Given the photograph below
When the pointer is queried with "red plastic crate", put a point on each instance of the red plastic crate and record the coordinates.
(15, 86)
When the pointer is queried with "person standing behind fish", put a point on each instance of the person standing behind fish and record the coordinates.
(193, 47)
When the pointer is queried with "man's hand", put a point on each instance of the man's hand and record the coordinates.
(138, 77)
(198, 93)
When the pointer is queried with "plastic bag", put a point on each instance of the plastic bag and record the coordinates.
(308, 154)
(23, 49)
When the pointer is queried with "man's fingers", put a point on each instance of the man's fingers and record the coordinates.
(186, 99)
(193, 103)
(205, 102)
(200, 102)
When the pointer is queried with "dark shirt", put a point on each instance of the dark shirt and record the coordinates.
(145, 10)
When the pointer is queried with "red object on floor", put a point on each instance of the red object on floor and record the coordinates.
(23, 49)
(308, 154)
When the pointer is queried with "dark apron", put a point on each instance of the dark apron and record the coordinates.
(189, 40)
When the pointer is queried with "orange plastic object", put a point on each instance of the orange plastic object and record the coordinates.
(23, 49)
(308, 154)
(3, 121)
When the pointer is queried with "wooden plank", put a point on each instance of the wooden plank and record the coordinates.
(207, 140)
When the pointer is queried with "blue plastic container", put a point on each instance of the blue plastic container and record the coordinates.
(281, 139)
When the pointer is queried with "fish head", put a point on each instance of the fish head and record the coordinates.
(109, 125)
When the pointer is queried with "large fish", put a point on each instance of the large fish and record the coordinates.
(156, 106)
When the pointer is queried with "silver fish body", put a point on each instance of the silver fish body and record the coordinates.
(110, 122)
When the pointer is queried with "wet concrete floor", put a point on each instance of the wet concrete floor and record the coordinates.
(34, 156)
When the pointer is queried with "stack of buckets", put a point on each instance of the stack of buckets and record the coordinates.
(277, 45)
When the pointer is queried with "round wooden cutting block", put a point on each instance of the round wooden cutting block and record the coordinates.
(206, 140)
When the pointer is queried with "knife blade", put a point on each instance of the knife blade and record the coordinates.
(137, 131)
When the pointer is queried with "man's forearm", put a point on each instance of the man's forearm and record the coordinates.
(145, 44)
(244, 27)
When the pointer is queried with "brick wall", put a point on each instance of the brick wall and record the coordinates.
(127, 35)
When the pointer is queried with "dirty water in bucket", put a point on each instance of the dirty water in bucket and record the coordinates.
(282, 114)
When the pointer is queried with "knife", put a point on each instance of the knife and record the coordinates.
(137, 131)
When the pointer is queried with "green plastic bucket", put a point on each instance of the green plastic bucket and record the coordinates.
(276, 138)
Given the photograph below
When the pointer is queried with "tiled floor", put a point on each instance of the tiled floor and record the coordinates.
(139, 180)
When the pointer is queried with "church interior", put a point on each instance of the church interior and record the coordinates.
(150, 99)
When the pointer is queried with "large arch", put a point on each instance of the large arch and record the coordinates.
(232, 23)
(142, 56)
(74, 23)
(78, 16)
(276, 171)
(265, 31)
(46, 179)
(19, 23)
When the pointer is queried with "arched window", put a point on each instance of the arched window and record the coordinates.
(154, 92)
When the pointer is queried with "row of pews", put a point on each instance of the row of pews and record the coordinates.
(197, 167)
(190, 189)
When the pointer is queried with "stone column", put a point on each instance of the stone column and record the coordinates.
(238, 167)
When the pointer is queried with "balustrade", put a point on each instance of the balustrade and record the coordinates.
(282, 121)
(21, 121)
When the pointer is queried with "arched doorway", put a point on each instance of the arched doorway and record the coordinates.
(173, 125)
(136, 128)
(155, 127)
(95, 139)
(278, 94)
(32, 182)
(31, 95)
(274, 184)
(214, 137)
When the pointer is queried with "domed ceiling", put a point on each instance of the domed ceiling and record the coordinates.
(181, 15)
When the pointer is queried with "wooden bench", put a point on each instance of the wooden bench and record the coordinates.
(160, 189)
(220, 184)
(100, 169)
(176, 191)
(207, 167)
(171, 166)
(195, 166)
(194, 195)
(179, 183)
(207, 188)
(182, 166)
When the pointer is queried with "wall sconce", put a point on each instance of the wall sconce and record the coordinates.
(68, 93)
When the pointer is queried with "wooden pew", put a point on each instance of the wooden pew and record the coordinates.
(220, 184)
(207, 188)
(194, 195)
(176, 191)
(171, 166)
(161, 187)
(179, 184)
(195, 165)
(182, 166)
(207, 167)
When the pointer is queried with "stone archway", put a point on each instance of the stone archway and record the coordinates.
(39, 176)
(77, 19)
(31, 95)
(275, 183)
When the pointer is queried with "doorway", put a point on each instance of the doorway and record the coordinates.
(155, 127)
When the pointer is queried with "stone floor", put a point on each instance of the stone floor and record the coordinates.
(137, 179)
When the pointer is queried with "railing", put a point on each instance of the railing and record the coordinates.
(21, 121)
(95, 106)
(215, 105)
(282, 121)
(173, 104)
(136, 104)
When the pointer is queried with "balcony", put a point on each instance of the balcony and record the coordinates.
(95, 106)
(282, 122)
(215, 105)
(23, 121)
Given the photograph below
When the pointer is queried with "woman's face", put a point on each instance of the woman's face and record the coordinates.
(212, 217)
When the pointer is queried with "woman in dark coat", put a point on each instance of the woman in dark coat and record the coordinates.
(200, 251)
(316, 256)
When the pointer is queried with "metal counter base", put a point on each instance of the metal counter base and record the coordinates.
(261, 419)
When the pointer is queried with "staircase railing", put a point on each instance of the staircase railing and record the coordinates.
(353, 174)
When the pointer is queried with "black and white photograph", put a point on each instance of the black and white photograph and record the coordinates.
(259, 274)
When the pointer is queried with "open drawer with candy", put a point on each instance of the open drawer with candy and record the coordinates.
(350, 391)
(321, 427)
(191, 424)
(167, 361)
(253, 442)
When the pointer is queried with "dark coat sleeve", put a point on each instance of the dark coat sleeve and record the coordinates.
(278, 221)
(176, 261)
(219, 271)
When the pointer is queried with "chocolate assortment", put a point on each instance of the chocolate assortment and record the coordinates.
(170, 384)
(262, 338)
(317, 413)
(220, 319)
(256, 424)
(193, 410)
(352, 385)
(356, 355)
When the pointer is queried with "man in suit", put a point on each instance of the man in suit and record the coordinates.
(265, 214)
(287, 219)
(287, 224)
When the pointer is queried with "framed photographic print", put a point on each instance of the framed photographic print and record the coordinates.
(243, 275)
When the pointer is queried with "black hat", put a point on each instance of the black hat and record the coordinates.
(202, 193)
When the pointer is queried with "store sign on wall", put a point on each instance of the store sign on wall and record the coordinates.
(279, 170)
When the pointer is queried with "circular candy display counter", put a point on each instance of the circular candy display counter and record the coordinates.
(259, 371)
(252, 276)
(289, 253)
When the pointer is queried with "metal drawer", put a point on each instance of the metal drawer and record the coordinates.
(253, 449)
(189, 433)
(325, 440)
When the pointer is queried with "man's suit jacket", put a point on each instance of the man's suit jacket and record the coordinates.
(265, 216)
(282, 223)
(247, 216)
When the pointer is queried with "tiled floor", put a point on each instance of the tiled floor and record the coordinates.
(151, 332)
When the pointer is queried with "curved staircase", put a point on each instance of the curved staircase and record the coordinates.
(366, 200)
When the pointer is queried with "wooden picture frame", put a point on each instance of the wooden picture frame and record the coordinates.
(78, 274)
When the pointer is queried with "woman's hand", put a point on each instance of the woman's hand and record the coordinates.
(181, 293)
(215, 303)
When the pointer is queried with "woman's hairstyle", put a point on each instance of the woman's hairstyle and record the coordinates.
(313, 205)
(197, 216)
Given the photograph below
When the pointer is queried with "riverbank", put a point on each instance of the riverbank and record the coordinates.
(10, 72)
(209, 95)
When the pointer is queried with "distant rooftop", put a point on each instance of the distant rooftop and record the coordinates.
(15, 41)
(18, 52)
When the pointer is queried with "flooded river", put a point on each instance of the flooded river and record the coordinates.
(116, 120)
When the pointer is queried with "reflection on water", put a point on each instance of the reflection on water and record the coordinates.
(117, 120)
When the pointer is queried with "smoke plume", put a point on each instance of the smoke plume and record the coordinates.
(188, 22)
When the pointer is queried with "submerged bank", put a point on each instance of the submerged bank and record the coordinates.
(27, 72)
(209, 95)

* STATED TASK
Rewrite the rows from the line with "woman's hand and record the coordinates." up to and including the last row, changing "record the coordinates" to "note the coordinates" and leaving everything else as it is.

* RESULT BELOW
When the pointer is queried with "woman's hand", put a point on each instance of the woman's hand and note the coordinates.
(181, 293)
(215, 303)
When the pointer is queried with "woman's hairstyle", put a point on each instance of the woman's hairstyle and note the coordinates.
(313, 205)
(197, 216)
Given the photograph below
When the pointer is queried with "riverbank", put a point on each instance of the riverbank and note the coordinates.
(10, 72)
(209, 95)
When the pointer is queried with "distant rooftop", put a point on each instance of the distant rooftop and note the coordinates.
(15, 41)
(18, 52)
When the pointer is queried with "flooded river", put a point on each instance of the flooded river and note the coordinates.
(116, 120)
When the pointer is queried with "reflection on water", put a point on each instance of the reflection on water and note the coordinates.
(117, 120)
When the pointer is queried with "smoke plume", put a point on each instance of the smoke plume and note the coordinates.
(188, 22)
When the pointer is queried with "submerged bank", put a point on each instance of the submerged bank and note the coordinates.
(27, 72)
(209, 95)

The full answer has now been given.